- _Problem description_
Update the items below by replacing every "target" with "label", keeping everything else the same. Leave the pictures out of your answer.

[Bounding box annotation entries]
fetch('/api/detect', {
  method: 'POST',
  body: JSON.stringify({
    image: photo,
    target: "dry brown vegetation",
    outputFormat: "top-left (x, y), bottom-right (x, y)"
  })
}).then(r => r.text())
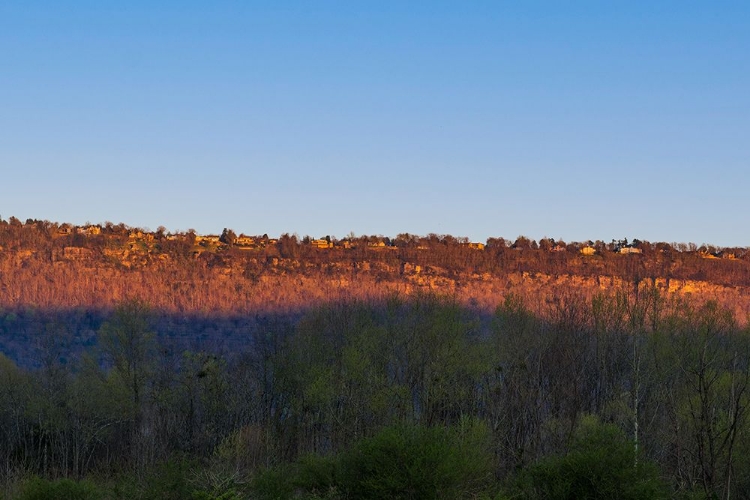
top-left (0, 217), bottom-right (750, 319)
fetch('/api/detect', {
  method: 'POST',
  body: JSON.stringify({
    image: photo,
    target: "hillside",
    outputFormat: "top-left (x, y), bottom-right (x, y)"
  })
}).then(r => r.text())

- _Reply_
fetch('/api/detect', {
  method: 'POST',
  body: JSON.stringify({
    image: photo,
    label: "dry brown vegetation",
    outputFormat: "top-left (x, y), bottom-right (x, y)"
  })
}).then(r => r.text())
top-left (0, 217), bottom-right (750, 319)
fetch('/api/detect', {
  method: 'POST',
  body: JSON.stringify({
    image: photo,
    label: "hillside",
    outputFormat: "top-left (x, y), bottom-right (x, y)"
  })
}).then(r => r.text())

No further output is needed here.